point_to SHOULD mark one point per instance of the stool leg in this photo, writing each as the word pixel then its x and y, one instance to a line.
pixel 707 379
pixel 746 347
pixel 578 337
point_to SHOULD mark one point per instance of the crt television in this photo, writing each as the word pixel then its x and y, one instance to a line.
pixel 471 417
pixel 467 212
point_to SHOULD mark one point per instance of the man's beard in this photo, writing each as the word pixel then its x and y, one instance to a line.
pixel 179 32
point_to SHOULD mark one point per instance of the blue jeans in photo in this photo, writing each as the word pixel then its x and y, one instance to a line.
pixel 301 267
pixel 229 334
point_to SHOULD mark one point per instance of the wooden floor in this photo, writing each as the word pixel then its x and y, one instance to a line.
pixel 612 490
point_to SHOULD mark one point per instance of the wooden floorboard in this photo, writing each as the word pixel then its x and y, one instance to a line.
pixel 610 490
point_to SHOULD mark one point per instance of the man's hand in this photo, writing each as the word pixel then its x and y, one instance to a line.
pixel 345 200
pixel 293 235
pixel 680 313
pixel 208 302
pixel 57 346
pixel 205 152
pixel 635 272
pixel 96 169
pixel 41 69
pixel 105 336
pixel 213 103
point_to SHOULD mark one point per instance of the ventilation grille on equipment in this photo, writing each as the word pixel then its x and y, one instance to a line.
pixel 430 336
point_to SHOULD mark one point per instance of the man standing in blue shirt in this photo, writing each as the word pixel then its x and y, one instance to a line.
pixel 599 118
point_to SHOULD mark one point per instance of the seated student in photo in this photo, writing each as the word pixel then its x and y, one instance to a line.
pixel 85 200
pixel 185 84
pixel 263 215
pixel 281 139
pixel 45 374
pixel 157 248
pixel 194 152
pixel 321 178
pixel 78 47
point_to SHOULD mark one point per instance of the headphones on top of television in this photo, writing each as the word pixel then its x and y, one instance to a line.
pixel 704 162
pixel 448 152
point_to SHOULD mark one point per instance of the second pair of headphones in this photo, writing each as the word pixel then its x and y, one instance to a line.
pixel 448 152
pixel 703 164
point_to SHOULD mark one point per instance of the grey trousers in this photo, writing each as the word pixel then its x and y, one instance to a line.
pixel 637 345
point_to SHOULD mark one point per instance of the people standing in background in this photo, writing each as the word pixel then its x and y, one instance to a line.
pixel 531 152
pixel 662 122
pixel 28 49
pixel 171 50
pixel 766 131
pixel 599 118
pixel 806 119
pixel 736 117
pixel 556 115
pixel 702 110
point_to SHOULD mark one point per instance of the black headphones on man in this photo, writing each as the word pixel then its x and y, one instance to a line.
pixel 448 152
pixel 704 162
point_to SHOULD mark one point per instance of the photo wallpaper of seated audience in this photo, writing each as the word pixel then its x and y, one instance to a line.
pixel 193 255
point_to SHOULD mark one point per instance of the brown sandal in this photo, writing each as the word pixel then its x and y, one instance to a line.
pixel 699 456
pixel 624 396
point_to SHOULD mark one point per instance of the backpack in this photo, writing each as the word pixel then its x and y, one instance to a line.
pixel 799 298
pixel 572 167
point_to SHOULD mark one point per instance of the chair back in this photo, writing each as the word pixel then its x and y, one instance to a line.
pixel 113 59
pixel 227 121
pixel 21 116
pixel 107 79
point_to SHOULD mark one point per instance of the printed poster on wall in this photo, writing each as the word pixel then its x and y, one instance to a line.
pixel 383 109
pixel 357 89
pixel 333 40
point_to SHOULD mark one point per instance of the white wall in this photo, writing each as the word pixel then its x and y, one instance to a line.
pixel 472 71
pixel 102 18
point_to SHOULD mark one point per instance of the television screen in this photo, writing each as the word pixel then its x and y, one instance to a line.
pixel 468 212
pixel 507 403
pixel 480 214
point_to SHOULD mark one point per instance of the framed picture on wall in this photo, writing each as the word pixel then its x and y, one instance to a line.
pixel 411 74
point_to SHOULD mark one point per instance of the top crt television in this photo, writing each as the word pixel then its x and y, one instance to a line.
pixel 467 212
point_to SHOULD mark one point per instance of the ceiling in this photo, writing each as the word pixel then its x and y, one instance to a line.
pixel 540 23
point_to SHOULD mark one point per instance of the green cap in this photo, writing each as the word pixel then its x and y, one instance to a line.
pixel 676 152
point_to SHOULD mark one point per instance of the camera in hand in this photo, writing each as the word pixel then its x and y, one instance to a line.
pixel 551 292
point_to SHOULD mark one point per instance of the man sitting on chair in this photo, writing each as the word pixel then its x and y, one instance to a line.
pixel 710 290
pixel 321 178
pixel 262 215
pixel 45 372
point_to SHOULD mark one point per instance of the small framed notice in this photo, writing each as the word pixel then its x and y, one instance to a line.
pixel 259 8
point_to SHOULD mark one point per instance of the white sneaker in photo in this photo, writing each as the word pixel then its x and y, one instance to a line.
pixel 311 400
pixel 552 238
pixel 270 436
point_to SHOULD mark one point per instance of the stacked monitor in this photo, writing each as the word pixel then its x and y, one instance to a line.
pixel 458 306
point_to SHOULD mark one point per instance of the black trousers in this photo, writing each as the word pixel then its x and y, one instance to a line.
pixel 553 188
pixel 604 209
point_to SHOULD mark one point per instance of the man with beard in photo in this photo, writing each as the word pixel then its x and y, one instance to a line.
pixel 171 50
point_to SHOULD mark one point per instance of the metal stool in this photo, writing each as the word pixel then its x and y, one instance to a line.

---

Request
Could you copy the items above word for word, starting at the line that has "point_to SHOULD mark one point per instance of the ceiling" and stopping after the line that has "pixel 676 152"?

Task result
point_to SHOULD mark one point per instance of the ceiling in this photo, writing each as the word pixel then its x and y, one instance to a line.
pixel 540 23
point_to SHOULD mark one point per instance of the green cap in this photo, writing each as the word pixel then its x and y, one instance to a line.
pixel 676 152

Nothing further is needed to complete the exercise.